Tasks to carry out:
**a)** Update the account of the 1975 Canada Winter Games by reproducing everything from "If it was not" down to "a lasting impression.", with "volunteers" changed to "helpers".
**b)** Carry on the account of the 1975 Canada Winter Games in Lethbridge, picking up after its final sentence.

Text provided:
BEGIN

1975 Canada Winter Games in Lethbridge
February 11 – 23, 1975
The winter games of 1975 were headquartered in Lethbridge but included a total of a dozen communities in southern Alberta. What appeared on paper to be a logistical nightmare evaporated in the warm enthusiasm of more than 4000 volunteers from the surrounding areas. With these great, young athletes giving it their all, the Canada Games flag had a new winner, for in the final tally, it was Quebec on top with B.C. and Ontario close behind. Nova Scotia improved its performance by 36 percent over the ‘71 games in Saskatoon and captured the Centennial Cup.
If it was not for the wide spread support of all the volunteers from the 12 different host communities the 1975 Canada Games would not have been a success. Having the Games spread out over such a wide area required the input from a large number of individuals in order to make the Games a success. Over 4,000 volunteers rallied from the southern Alberta area and helped in creating a successful Canada Games. Their legacy will benefit both the host community and the Canada Games movement giving each a lasting impression.

END

Record excerpts:
BEGIN

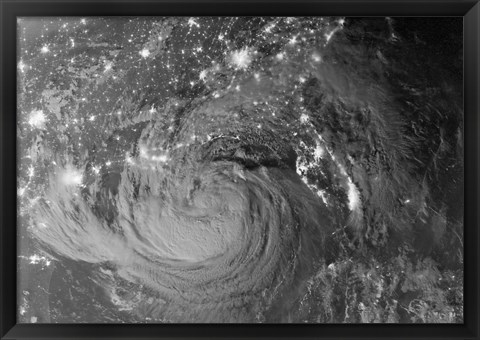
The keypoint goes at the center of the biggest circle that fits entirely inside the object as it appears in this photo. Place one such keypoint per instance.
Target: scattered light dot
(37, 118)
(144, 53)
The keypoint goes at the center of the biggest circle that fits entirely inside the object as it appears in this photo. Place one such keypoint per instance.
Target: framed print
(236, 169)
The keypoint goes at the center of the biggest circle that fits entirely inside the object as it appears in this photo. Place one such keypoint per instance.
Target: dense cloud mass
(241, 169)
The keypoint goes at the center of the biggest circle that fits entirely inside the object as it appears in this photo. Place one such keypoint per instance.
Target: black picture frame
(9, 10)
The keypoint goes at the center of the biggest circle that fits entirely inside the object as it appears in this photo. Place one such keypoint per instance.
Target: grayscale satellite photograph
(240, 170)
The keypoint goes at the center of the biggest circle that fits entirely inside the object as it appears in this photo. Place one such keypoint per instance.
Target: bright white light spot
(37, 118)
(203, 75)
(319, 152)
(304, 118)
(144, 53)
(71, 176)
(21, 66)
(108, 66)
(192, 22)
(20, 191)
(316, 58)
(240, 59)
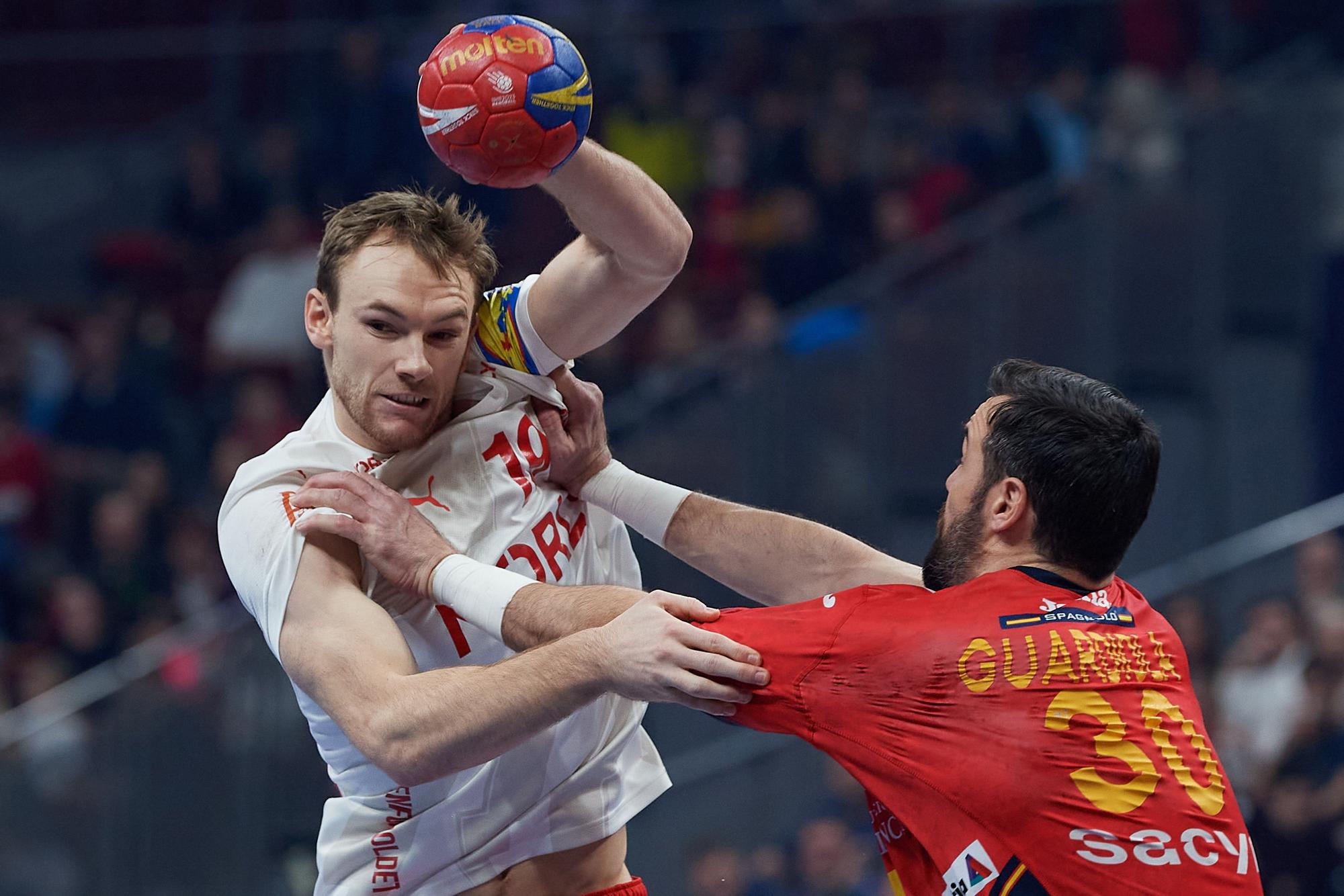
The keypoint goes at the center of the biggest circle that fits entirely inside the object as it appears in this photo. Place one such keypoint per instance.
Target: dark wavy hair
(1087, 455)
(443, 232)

END

Numbered answers:
**a)**
If it was not for the wide spread support of all the helpers from the 12 different host communities the 1975 Canada Games would not have been a success. Having the Games spread out over such a wide area required the input from a large number of individuals in order to make the Games a success. Over 4,000 helpers rallied from the southern Alberta area and helped in creating a successful Canada Games. Their legacy will benefit both the host community and the Canada Games movement giving each a lasting impression.

**b)**
As a result of the Canada Games the 34,000 square kilometer area that was used to host the Games received a variety of improvements to its sporting facilities. Most notably was the Sportsplex built in Lethbridge. This $4 million dollar facility has acted as a legacy of the Games giving Albertan’s the opportunity to participate in sports that were competed in during the 1975 Canada Games.
In downhill skiing, Alberta’s Greg Hann won gold in the men’ slalom, giant slalom, and dual slalom. Helene Rompre, from Labrador, took gold in the women’s slalom and a silver in the giant slalom. The men’s 15-kilometre race was highlighted by Angus Cockney of team Inuvik/Northwest Territories gold medal finish. He closest competitor was a distant 50 metresbehind him. In a physically demanding hockey tournament the gold medal came down to Alberta against Nova Scotia. The hometown fans provided that extra squirt of adrenaline the Alberta Native Sons needed, and they went on to win the last gold of the Games, beating Nova Scotia 6 to 3.
Did you know?
- 32 school buses and more than 100 cars were used to transport athletes and officials all over southern Alberta. A communications unit from the Canadian Army coordinated the entire fleet of vehicles during the two-week competition.
- A heavy snowstorm one night prevented athletes from returning to Lethbridge, so in a show of hospitality Bow Island residents opened their house to the stranded athletes.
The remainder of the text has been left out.